### [WHAT NEEDS TO BE DONE]
Identify and copy every line of the listing that contains the word "forehead".
>> start
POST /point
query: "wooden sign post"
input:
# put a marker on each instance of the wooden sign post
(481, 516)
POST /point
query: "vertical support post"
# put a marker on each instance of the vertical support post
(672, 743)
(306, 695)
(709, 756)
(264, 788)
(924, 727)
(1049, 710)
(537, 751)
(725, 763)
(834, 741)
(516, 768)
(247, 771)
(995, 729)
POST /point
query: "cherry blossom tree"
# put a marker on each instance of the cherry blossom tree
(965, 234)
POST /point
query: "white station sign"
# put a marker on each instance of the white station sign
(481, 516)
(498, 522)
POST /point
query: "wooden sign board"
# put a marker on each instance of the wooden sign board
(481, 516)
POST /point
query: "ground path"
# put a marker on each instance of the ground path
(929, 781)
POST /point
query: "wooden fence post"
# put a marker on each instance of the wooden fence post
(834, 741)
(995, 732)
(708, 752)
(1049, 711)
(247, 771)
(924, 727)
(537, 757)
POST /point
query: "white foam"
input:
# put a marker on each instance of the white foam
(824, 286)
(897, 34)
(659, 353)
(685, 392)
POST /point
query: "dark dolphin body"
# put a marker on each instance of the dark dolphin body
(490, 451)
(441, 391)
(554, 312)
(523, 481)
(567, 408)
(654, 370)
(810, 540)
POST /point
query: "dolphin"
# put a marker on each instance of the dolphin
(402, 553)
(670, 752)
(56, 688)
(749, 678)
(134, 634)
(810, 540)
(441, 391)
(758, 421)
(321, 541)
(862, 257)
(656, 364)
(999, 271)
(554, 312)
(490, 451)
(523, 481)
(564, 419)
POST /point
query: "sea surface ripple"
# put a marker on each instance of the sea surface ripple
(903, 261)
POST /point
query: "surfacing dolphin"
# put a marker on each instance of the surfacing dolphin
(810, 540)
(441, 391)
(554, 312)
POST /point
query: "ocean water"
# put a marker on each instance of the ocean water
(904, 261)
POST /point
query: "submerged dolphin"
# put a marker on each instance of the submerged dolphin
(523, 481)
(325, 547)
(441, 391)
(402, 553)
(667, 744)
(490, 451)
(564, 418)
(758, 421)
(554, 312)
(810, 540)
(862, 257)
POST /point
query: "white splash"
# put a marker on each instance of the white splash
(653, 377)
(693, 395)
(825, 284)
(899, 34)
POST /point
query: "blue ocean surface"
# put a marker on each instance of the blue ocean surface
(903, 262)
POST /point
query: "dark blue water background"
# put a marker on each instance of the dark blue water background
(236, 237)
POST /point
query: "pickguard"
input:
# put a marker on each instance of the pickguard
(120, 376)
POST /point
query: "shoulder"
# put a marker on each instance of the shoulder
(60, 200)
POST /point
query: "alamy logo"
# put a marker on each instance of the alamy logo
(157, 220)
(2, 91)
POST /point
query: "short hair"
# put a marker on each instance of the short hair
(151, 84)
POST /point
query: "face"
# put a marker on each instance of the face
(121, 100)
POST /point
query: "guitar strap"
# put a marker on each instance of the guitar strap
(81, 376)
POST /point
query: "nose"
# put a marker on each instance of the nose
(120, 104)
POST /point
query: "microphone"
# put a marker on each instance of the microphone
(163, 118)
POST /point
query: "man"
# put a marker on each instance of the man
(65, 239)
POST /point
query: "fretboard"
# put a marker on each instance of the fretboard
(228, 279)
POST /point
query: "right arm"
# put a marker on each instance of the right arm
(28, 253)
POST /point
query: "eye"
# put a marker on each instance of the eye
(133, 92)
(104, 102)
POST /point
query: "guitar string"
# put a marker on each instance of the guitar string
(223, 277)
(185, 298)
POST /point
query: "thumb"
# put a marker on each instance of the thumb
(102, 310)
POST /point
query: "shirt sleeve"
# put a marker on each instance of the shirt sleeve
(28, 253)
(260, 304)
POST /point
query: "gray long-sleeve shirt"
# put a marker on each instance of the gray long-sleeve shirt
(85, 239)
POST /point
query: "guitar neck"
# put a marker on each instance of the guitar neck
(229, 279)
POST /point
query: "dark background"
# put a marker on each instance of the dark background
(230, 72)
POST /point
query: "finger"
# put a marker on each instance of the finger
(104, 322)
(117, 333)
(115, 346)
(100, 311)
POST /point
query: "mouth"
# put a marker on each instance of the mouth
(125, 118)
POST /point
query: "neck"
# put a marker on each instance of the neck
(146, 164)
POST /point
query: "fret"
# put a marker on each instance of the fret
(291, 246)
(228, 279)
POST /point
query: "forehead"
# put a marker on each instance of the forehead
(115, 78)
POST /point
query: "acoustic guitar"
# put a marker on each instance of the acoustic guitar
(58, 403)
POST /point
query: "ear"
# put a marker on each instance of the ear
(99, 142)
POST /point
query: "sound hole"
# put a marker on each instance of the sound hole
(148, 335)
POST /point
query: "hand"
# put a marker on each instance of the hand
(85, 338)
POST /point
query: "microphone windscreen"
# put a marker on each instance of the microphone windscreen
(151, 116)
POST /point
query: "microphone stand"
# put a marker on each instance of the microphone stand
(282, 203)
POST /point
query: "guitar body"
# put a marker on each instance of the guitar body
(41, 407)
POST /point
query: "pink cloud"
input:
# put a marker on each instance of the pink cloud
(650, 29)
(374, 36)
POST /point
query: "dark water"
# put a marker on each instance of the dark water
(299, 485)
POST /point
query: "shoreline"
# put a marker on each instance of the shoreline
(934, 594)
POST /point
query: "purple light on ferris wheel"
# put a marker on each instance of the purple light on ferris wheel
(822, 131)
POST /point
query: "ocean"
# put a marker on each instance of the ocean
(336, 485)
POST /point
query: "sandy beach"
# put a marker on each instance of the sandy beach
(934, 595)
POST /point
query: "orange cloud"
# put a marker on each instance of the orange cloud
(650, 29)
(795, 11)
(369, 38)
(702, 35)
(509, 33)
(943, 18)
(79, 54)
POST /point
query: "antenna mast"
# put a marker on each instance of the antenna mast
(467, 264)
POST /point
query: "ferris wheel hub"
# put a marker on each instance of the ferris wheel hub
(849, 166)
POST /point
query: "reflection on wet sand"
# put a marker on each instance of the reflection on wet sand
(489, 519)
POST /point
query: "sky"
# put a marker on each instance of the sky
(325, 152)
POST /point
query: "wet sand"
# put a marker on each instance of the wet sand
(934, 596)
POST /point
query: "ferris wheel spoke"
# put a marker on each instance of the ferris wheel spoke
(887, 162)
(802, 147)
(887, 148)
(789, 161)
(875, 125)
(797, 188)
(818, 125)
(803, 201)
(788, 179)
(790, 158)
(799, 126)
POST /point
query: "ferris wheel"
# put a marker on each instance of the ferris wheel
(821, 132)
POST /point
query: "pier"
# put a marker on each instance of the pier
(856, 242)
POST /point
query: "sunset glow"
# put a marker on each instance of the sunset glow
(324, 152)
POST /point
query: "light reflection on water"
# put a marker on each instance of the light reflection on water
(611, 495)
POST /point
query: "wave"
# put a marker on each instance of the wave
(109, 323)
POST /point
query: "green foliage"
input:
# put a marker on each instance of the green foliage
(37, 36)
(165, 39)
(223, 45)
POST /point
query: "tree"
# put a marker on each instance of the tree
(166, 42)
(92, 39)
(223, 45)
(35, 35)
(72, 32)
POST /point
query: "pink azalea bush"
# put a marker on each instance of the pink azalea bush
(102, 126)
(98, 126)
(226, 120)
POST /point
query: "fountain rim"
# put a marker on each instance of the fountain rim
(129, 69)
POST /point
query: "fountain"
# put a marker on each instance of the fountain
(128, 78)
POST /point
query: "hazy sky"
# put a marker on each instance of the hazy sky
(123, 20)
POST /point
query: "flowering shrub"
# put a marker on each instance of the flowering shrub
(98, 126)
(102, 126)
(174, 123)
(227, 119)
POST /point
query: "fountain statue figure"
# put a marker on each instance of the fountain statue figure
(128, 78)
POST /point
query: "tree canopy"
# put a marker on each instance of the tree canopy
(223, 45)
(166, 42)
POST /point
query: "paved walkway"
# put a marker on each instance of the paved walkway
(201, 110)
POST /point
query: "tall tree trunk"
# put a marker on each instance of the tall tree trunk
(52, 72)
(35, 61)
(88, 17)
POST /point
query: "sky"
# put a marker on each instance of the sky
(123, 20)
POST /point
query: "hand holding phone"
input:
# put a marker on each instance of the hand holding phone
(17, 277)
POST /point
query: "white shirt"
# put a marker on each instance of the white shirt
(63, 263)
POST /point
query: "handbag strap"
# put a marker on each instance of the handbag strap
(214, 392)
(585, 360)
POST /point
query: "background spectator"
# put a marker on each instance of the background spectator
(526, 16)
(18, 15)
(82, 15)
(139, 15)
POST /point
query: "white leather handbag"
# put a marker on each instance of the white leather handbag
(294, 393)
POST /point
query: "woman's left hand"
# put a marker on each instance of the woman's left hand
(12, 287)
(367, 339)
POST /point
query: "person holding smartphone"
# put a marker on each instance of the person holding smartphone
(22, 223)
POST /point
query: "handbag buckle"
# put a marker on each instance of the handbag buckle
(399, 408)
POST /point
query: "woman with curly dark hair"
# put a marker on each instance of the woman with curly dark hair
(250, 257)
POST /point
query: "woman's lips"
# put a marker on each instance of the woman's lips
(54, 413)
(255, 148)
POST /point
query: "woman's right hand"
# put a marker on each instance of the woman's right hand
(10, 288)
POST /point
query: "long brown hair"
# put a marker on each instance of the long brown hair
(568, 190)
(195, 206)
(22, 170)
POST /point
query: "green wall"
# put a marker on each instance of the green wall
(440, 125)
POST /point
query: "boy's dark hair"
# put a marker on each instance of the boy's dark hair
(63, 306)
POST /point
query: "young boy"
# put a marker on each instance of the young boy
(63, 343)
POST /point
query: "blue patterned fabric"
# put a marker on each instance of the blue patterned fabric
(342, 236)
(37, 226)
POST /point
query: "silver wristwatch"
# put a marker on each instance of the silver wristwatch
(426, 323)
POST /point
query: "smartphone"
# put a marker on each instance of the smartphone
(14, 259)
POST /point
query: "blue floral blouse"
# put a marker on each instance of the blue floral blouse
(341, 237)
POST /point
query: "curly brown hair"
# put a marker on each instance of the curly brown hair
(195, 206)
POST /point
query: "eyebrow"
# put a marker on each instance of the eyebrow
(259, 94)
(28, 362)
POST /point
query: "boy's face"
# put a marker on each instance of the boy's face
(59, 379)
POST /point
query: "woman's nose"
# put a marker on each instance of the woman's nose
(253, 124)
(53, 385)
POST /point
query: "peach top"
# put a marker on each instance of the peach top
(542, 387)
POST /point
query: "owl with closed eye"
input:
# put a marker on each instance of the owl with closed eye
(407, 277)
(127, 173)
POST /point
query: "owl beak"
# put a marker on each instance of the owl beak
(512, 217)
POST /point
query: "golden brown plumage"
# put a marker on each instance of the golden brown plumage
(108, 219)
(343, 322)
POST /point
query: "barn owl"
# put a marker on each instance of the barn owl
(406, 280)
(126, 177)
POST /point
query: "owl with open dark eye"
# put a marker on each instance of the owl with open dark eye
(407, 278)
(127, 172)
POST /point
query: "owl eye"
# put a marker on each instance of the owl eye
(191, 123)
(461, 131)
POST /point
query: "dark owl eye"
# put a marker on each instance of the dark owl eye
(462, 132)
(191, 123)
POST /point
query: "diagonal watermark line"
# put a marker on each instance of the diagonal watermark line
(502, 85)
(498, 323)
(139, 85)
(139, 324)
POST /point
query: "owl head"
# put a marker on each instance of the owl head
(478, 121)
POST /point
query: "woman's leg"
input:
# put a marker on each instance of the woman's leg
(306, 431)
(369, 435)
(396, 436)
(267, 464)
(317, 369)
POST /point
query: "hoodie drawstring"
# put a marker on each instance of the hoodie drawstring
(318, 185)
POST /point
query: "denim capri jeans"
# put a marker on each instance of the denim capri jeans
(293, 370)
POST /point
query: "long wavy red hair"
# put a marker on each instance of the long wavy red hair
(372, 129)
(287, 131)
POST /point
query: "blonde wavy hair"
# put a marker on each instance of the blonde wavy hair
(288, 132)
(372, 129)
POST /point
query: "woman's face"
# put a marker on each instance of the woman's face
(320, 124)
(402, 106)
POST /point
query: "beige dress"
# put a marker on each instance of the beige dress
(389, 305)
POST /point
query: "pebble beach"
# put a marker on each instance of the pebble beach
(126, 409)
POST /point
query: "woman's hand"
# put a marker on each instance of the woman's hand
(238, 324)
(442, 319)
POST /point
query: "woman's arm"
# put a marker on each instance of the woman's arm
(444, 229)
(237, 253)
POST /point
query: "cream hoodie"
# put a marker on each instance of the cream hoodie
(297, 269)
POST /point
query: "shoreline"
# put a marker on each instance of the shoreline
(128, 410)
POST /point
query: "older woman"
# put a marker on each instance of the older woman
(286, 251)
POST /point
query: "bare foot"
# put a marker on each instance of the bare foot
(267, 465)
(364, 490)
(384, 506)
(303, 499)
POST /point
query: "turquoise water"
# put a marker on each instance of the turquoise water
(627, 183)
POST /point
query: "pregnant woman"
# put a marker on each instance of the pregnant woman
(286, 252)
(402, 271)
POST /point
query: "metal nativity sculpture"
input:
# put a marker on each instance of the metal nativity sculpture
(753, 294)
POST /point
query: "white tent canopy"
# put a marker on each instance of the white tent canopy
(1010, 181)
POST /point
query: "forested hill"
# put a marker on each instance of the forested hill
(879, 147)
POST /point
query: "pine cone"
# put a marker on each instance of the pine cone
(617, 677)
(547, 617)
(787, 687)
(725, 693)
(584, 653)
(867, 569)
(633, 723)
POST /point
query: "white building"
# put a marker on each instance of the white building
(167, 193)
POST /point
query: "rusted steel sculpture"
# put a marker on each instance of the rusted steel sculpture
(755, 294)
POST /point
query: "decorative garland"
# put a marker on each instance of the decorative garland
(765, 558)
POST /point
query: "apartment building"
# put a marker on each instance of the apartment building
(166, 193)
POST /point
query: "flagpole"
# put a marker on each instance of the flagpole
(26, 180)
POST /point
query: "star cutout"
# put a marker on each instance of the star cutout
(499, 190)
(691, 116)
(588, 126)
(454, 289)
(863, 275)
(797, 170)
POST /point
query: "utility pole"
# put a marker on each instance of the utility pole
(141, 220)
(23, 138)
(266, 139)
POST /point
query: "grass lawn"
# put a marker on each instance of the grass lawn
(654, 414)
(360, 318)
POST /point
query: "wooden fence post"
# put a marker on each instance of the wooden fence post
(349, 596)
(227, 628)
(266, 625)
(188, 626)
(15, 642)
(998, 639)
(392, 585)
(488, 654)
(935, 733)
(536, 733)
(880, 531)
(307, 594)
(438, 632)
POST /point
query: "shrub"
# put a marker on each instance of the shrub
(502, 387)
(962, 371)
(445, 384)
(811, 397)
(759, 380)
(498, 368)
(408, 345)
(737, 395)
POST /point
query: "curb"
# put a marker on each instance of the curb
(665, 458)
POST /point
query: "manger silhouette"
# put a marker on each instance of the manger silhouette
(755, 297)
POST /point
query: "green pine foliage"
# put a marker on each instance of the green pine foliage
>> end
### [SOLUTION]
query: "forehead"
# put a marker on each instance of the forehead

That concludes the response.